● Required task:
Set down the material below in full, matching it exactly.

Point labeling examples
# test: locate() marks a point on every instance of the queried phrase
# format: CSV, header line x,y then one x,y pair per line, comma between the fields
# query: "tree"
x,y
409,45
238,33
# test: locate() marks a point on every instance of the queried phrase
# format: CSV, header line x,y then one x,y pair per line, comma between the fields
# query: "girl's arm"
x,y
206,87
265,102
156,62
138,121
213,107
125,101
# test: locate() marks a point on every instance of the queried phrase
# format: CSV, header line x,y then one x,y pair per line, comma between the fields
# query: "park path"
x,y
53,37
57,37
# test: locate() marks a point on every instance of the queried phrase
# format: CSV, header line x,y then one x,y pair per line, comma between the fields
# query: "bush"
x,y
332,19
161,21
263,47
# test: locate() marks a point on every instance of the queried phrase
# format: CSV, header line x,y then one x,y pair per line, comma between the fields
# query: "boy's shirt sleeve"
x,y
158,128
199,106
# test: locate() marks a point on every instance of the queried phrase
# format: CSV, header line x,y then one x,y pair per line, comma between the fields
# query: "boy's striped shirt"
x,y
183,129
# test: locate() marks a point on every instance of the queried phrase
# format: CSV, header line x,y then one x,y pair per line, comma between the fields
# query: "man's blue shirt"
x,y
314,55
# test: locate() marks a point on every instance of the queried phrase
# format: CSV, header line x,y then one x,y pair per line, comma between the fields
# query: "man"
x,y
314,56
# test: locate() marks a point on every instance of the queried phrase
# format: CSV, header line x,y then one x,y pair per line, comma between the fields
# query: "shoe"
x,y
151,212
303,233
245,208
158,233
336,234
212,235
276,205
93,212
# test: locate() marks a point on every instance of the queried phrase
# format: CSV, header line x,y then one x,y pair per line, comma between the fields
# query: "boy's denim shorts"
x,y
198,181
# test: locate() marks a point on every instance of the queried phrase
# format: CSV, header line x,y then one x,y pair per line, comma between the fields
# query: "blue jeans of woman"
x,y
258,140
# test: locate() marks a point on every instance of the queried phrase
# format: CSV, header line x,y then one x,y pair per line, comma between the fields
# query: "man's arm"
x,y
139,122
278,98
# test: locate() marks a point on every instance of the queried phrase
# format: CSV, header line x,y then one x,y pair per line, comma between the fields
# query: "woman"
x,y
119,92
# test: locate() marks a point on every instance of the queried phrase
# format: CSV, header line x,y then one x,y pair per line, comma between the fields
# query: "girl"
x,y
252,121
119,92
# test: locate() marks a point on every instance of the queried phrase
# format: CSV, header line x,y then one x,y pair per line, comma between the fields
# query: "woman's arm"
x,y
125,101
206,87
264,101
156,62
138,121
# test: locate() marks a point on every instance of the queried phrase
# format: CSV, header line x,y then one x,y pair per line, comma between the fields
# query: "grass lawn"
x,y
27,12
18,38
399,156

● Written reply:
# test: locate() marks a point on every instance of the queried phrase
# format: CSV, header line x,y then one x,y pair per line, comma between the fields
# query: "tree"
x,y
409,45
238,33
# test: locate() marks a point on every instance of the queried phrase
# format: CSV, header line x,y then one x,y pair per line, comma between the fields
# query: "girl's arm"
x,y
206,87
265,102
156,62
138,121
213,107
125,101
# test: locate() marks a point on every instance of the queried phrase
# format: CSV, header line x,y then one x,y pair per line, comma between the fields
# query: "park path"
x,y
53,37
57,37
# test: locate() marks a point on every instance of the queried phrase
# format: CSV, header line x,y then one x,y pair per line, comma between the fields
# query: "bush"
x,y
332,19
161,21
263,47
# test: locate() marks a point on every instance of the queried phrase
# format: CSV, header line x,y then one x,y pair per line, comma between the fields
# query: "boy's shirt sleeve"
x,y
158,128
199,106
# test: locate() marks a point on every instance of the queried phrase
# format: CSV, header line x,y then one x,y pair per line, comma between the fields
# query: "boy's striped shirt"
x,y
183,129
# test: locate() marks a point on every instance of the queried phrase
# format: CSV, header line x,y then one x,y pair per line, comma between the fields
# query: "man's blue shirt"
x,y
314,55
# test: locate() marks a point on every instance of the queried phrase
# format: CSV, header line x,y then one x,y pair per line, comma between the fields
# query: "man"
x,y
314,56
# test: locate() marks a point on every instance of the queried phrase
# format: CSV, header line x,y then one x,y pair per line, comma between the fields
# query: "shoe"
x,y
151,212
303,233
245,208
158,233
336,234
212,235
276,205
93,212
# test: locate() marks a point on every instance of the queried phrase
# format: CSV, header line x,y then one x,y pair per line, comma between the fields
# query: "boy's denim shorts"
x,y
198,181
# test: locate() marks a point on every instance of the queried phrase
# format: CSV, header line x,y then one x,y pair per line, comma between the fields
# query: "blue jeans of woman"
x,y
258,140
# test: locate() marks a point on every instance of the queried phrase
# format: CSV, header line x,y then one x,y pair per line, comma between the fields
# query: "man's arm"
x,y
139,122
278,98
# test: locate() marks a point on every instance of the queried phrase
# format: CSV, header line x,y then one x,y pair per line, comma between the fields
# query: "woman"
x,y
119,92
# test: locate() marks a point on every instance of the queried phrase
# format: CSV, header line x,y then one x,y pair per line, comma between the fields
# query: "girl"
x,y
252,121
119,92
# test: locate() marks a point on every instance of the queried phrase
# format: CSV, header line x,y then one x,y pair per line, comma between the fields
# query: "woman's arm"
x,y
125,101
206,87
264,101
156,62
138,121
# test: locate() marks a point on every instance of the queried phrase
# format: CSV, header line x,y then one x,y pair per line, comma between the fields
# query: "grass lawn"
x,y
27,12
18,38
399,156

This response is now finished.